━━ SELECTED PASSAGE

Chemical and non-chemical stressors have been found to be independently associated with adverse birth outcomes such as low birthweight (LBW), low gestational age at birth and low Apgar score [1,2,3,4,5]. High levels of mercury (Hg) in maternal blood and erythrocytes are significantly associated with decreased birthweight [2,3]. In addition, high levels of selenium (Se) in pregnant women have been linked with congenital heart defects (CHDs) [6]. However, evidence also suggests that Se, which is an essential nutrient, has a mitigating effect and can counteract the toxicity of Hg [7,8,9]. Maternal prenatal blood lead (Pb) levels ≥10 ug/dL have proven to pose a high risk for preterm birth (PTB) or small-for-gestational-age (SGA) babies [10]. Non-chemical stressors including stress, depression and low social support may also negatively influence birth outcomes, such as gestational age at labor, birthweight and neurodevelopmental outcomes [5,11,12,13,14].

While there is evidence of an association between either some non-chemical stressors or chemicals and birth outcomes, only a few studies have been conducted that study the cumulative and combined exposure of non-chemical stressors and chemicals on birth outcomes [11,12]. In addition, the impact of some chemicals and elements such as tin (Sn) as well as mixtures on birth outcomes have not yet been well investigated [15]. To our knowledge, environmental health studies in the Caribbean, including Suriname, have not considered the complex mixture of chemicals and non-chemical stressors on birth outcomes.

Suriname, a middle-income country in South America, has a multi-ethnic population, consisting of people of Asian (41.1%; Hindustani and Javanese), African (38.1%; Tribal People and Creoles), Indigenous (3.8%), “Other” descent (16.4%; Mixed, Chinese, and Caucasians), and unknown (0.6%) [16]. The hospital-based late stillbirth rate (stillbirth later than 28 weeks of gestation, or birthweight ≥1000 g) is estimated at 16 per 1000 births (2016–2017). In 2019, Suriname had an overall neonatal mortality rate (NMR) of 11.2 per 1000 live births, higher than the NMR in Latin America and the Caribbean from 2008–2014 of 9 deaths per 1000 live births [17,18,19]. The prevalence in Suriname of PTB (<37 weeks of gestation) and LBW (<2500 g) is respectively 15% and 13% [18,20], higher than the LBW and PTB of the entire Latin America and the Caribbean region (respectively 13% and 9%) [21]. The rates of PTB and LBW in Suriname are in line with those in Jamaica and Guyana, but are higher than Cuba, Mexico and Venezuela [22]. Findings of the Caribbean Consortium for Research in Environmental and Occupational Health (CCREOH)–MeKiTamara study showed high maternal levels of hair Hg (≥1.1 µg/g) in 37.5% of participants, high perceived stress (score ≥ 20) in 27.2% and probable depression (score ≥ 12) in 22.4% [20].

━━━━

• ACTIVITIES:
#1 Answer these from the birth outcomes passage:
(a) What maternal blood lead level has proven to pose a high risk for preterm birth or small-for-gestational-age babies?
(b) What percentage of Suriname's population is of Asian descent?
(c) What was Suriname's overall neonatal mortality rate in 2019?
#2 Print everything in the birth outcomes passage from "While there is" down to "on birth outcomes.".
The rows below have nothing to do with the birth outcomes passage.

━━ DATA SUPPLIED

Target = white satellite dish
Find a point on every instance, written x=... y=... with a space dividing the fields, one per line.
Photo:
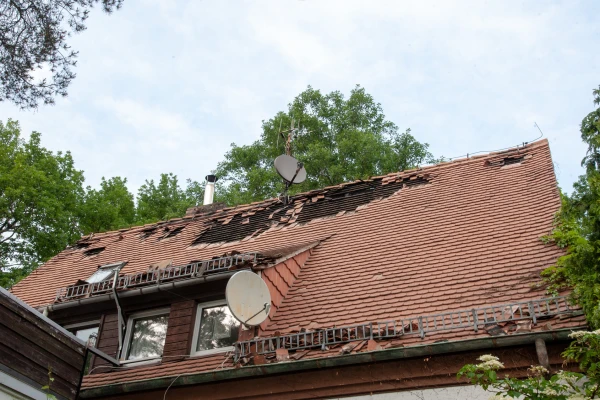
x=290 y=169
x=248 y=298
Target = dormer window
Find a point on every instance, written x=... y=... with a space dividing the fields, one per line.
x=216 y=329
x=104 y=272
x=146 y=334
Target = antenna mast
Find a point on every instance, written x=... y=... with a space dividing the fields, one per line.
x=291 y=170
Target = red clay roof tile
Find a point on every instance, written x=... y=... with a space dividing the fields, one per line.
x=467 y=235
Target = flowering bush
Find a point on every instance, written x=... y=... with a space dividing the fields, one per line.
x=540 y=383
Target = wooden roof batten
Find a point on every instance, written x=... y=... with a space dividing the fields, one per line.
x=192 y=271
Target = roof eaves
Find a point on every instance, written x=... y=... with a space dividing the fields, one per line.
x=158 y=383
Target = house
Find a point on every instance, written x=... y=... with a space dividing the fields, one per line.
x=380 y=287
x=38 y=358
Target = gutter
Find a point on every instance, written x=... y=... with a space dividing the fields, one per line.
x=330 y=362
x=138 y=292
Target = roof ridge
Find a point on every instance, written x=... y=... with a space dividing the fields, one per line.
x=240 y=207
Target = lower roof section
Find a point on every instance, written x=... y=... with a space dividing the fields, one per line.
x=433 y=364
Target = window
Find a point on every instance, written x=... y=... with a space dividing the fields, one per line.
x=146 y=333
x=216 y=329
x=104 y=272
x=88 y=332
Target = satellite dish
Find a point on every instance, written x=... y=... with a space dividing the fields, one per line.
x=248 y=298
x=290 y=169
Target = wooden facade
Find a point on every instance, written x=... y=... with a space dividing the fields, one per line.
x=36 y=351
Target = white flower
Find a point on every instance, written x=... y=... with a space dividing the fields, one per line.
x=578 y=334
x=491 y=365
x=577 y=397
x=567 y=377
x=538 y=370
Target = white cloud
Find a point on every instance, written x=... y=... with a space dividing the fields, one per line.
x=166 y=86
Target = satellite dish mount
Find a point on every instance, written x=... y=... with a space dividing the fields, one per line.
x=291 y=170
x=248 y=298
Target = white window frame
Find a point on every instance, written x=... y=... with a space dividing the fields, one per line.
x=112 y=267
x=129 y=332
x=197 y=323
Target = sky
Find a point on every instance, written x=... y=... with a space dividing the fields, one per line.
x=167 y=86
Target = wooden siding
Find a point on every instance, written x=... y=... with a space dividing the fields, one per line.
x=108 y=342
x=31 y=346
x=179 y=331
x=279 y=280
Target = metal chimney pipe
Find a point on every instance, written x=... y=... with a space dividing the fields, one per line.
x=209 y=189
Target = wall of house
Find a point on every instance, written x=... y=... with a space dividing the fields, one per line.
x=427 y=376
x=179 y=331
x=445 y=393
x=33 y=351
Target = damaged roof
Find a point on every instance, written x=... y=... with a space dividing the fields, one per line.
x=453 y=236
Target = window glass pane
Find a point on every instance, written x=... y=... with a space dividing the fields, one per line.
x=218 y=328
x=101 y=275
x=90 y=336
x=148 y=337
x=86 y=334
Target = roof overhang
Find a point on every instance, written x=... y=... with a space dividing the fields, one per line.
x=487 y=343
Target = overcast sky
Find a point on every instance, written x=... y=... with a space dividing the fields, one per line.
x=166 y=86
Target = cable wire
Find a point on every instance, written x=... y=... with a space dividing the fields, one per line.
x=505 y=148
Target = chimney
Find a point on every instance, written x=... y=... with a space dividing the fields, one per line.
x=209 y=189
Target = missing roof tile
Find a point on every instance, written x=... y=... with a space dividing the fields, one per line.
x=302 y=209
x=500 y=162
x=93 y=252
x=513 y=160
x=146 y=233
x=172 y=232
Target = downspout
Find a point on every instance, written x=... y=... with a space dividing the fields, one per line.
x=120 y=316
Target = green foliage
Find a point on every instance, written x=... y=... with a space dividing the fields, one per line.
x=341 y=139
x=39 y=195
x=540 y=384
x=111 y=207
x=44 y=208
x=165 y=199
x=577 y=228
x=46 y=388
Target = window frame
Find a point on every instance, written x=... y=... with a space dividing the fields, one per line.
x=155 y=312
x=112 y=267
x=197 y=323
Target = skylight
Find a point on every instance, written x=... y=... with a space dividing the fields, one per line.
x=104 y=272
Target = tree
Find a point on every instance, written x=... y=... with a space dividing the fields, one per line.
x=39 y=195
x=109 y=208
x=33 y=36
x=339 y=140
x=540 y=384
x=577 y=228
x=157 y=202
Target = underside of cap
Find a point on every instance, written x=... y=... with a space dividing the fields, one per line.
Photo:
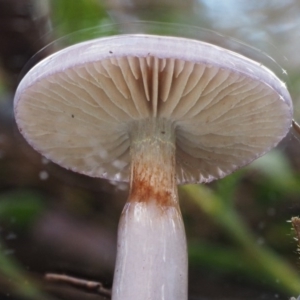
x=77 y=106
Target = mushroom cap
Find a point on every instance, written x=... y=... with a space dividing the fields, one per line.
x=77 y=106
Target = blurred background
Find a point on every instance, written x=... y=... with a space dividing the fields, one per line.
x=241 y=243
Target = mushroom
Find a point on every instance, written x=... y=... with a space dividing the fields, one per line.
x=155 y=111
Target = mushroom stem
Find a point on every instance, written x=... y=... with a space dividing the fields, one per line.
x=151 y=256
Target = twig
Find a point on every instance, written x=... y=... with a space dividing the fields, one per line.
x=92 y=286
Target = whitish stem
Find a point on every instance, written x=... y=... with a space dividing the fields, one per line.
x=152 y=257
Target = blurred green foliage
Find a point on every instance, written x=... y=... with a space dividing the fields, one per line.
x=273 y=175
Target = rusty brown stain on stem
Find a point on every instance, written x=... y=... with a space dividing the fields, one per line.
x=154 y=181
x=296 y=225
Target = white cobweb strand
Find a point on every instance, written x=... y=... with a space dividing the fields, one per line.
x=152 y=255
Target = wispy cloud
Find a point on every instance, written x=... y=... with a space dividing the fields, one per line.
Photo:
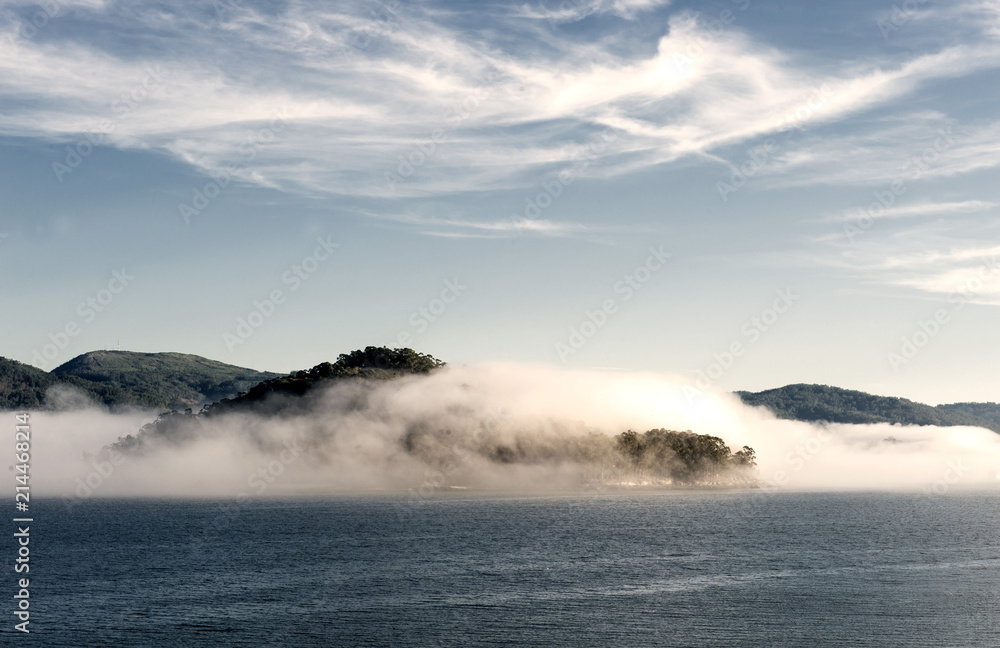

━━━━

• ANSWERS TO EACH TASK:
#1
(a) 10 ug/dL or higher
(b) 41.1%
(c) 11.2 per 1000 live births

#2
While there is evidence of an association between either some non-chemical stressors or chemicals and birth outcomes, only a few studies have been conducted that study the cumulative and combined exposure of non-chemical stressors and chemicals on birth outcomes [11,12]. In addition, the impact of some chemicals and elements such as tin (Sn) as well as mixtures on birth outcomes have not yet been well investigated [15]. To our knowledge, environmental health studies in the Caribbean, including Suriname, have not considered the complex mixture of chemicals and non-chemical stressors on birth outcomes.